▸ WHAT IS REQUIRED: Determine the number of lines in the listing below that hold the word "green". Write the number alone.
(INPUT)
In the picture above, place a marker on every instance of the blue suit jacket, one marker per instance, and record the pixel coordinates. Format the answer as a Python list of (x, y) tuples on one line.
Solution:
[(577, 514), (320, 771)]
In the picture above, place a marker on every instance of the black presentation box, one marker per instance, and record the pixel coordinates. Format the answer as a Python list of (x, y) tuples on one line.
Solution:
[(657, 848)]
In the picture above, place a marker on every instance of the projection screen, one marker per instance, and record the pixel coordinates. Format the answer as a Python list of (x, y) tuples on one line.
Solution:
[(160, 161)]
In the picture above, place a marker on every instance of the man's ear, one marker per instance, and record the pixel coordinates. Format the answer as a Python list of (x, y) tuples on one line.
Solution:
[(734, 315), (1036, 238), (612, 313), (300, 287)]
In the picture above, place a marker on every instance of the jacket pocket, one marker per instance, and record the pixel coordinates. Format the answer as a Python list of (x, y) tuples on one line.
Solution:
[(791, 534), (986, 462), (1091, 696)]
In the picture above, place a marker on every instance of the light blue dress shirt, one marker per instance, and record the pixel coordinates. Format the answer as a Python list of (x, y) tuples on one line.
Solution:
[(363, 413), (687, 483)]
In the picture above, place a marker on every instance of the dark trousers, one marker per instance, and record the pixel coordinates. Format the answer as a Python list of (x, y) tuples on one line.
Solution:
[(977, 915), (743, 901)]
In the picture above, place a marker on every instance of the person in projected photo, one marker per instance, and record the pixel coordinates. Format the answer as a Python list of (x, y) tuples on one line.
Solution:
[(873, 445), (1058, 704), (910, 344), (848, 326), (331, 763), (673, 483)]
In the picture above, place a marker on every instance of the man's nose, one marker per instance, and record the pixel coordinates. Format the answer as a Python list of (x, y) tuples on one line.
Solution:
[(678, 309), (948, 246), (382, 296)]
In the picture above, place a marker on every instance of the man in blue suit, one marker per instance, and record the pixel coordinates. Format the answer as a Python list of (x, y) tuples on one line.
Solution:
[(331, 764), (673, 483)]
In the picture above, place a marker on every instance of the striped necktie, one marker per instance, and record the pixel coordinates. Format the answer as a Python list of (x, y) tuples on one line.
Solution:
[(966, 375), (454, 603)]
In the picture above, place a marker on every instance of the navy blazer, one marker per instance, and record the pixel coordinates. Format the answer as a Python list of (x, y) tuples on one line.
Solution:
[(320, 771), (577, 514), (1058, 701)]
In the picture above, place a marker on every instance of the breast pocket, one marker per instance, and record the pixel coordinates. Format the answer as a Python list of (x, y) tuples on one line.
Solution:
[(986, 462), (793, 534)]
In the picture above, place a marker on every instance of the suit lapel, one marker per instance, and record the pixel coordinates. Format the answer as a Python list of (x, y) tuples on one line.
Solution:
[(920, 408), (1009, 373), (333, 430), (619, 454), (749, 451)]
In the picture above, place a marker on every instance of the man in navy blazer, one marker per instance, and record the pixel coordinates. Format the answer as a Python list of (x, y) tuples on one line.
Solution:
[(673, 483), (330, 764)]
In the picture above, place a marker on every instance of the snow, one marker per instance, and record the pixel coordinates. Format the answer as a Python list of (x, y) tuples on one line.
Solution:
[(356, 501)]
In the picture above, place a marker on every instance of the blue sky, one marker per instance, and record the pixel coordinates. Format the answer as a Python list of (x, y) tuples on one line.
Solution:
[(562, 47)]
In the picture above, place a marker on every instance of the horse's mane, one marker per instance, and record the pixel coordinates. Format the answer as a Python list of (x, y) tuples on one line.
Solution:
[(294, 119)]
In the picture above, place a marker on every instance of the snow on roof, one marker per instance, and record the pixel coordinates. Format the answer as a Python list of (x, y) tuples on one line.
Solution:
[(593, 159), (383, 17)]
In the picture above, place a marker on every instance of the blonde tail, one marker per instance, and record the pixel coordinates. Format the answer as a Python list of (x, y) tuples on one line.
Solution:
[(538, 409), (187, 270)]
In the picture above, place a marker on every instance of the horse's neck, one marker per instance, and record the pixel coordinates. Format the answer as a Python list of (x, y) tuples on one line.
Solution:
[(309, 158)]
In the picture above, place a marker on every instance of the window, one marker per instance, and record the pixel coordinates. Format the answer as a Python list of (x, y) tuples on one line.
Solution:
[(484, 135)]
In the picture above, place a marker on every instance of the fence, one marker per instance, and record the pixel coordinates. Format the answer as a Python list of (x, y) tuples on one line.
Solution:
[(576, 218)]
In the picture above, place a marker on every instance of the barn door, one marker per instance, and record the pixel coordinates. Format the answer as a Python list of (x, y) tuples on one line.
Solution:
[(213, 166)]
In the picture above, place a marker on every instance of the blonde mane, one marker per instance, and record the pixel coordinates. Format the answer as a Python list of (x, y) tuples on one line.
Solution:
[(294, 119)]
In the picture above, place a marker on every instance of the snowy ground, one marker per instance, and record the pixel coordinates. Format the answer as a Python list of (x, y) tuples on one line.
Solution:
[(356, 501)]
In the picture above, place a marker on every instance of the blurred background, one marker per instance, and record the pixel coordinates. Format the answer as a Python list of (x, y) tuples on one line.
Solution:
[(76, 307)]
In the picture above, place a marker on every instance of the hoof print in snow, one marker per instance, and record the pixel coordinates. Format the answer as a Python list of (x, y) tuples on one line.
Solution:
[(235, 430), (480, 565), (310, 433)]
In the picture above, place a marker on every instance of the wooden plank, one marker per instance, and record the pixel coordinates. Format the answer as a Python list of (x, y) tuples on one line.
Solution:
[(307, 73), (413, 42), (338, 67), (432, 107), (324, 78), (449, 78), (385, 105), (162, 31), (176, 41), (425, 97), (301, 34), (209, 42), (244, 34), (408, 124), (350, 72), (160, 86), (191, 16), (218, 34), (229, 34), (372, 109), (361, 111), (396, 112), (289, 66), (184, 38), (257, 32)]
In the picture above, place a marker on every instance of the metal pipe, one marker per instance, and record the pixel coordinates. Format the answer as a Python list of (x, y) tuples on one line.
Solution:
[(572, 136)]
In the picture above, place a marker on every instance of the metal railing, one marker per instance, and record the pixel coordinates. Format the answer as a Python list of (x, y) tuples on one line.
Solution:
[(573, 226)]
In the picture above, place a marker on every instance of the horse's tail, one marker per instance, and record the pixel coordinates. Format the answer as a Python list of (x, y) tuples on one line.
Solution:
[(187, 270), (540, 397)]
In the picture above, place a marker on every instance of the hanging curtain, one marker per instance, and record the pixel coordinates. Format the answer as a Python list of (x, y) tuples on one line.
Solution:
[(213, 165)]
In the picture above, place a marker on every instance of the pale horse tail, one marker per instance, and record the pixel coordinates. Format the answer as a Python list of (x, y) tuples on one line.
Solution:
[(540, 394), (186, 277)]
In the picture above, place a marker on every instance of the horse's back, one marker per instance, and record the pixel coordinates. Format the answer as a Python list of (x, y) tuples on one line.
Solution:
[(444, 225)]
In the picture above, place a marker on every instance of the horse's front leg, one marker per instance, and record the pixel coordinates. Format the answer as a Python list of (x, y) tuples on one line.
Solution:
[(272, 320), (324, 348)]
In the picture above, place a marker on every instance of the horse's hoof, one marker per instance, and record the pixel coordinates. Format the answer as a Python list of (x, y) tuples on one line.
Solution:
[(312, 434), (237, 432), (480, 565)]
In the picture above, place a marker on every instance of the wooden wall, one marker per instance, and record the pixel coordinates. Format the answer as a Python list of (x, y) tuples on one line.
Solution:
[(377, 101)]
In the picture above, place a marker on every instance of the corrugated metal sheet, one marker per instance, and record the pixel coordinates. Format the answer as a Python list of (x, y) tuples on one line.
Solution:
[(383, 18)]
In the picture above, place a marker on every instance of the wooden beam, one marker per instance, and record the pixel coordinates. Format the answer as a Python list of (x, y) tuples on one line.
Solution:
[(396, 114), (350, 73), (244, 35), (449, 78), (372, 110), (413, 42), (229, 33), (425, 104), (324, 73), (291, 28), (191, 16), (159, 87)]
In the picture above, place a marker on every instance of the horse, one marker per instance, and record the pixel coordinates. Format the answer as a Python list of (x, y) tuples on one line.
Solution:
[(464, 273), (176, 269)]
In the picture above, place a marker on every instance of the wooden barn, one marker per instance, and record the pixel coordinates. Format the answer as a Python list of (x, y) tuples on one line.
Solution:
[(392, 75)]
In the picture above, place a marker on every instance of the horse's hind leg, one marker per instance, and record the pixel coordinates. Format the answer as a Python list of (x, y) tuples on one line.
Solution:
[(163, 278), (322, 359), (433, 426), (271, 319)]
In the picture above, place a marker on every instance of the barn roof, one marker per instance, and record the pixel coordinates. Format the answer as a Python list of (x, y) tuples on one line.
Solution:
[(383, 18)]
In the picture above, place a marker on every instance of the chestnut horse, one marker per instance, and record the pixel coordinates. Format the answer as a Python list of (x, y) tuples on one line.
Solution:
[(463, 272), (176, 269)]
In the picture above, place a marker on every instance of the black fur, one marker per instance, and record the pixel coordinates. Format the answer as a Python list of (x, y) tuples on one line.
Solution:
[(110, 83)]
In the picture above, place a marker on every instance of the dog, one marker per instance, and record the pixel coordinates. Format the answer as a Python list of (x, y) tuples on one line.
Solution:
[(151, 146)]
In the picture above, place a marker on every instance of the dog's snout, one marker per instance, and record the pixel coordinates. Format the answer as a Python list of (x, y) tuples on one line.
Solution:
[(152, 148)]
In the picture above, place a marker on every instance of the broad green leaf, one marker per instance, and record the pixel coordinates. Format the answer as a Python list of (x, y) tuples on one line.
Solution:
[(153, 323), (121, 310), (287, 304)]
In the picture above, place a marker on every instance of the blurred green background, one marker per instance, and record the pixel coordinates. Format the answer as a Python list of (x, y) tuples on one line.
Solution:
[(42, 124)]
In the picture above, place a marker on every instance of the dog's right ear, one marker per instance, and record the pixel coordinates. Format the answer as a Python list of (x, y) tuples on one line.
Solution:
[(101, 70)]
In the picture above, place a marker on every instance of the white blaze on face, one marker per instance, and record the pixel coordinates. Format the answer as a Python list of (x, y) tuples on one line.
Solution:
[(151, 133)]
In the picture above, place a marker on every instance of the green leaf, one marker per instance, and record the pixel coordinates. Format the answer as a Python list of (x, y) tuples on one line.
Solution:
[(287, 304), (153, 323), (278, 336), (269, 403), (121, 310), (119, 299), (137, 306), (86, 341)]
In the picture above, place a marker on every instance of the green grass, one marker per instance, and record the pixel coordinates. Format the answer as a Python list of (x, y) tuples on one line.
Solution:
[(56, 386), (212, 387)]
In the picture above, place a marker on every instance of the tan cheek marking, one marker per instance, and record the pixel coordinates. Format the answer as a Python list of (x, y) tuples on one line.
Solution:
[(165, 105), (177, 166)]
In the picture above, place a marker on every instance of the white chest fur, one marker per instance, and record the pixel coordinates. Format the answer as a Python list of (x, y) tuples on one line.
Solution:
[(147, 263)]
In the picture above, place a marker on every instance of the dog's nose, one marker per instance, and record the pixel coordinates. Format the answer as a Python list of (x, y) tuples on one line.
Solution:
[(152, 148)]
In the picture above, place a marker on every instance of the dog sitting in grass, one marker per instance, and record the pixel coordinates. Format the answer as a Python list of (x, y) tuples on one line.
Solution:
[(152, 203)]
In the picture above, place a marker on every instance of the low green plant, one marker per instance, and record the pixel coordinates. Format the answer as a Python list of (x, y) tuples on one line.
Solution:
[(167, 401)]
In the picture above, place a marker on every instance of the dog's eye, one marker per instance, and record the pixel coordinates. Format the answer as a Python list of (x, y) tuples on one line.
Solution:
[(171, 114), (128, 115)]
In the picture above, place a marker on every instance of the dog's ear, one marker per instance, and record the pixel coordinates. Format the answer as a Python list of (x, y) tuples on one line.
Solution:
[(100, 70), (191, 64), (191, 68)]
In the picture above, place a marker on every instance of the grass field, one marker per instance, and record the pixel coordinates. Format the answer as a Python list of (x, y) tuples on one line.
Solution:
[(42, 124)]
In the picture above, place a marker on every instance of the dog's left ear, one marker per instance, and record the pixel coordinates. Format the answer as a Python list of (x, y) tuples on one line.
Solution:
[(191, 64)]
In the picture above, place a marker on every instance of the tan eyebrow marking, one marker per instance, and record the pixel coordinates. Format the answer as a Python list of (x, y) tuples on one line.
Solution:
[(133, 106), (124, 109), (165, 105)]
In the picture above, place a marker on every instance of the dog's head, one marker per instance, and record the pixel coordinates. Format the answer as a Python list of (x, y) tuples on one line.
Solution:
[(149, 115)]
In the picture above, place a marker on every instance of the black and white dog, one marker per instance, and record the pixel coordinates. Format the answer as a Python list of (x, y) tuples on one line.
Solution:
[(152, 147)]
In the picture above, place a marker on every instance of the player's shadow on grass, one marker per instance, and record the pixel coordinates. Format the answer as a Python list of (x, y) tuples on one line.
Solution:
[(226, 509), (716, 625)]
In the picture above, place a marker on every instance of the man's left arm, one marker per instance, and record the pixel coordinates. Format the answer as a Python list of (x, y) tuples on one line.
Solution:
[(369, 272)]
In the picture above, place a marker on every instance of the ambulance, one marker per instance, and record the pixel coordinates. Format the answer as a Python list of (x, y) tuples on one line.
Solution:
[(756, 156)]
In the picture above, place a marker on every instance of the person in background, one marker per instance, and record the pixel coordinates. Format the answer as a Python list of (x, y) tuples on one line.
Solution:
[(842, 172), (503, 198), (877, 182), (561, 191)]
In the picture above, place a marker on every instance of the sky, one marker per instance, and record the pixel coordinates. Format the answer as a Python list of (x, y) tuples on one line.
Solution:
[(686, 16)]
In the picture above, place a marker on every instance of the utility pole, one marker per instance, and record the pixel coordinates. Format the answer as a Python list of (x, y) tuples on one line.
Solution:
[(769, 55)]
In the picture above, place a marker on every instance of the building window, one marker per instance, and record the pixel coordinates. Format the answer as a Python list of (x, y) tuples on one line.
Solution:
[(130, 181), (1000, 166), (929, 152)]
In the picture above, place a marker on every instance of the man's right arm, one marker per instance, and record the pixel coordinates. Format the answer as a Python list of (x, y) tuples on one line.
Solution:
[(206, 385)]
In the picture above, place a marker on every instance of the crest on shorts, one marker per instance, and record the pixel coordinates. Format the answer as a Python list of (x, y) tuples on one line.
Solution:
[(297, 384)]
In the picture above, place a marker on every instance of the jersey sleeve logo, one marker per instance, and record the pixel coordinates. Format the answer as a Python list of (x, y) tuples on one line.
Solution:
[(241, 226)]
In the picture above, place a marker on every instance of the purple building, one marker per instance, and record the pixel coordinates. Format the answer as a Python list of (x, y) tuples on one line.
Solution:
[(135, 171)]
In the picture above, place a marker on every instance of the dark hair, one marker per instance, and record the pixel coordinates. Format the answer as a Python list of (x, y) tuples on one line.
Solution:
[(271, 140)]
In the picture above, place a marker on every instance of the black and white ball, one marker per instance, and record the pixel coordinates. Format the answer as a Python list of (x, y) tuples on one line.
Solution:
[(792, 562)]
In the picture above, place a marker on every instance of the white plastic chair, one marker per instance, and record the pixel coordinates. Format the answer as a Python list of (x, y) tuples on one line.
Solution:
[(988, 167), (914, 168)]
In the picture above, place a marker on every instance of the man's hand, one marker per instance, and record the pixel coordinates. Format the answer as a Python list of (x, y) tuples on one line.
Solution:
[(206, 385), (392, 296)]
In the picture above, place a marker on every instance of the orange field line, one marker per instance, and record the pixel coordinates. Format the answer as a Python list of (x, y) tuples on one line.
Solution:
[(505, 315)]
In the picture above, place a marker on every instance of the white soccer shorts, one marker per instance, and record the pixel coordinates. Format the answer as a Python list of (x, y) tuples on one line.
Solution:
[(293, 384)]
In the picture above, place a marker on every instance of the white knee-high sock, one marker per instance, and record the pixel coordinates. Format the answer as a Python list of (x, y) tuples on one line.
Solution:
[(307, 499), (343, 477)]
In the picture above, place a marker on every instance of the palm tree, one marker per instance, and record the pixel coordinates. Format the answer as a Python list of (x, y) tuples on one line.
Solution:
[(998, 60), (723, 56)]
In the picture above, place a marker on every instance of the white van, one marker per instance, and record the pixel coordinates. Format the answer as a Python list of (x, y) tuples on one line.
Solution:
(End INPUT)
▸ TASK OUTPUT: 5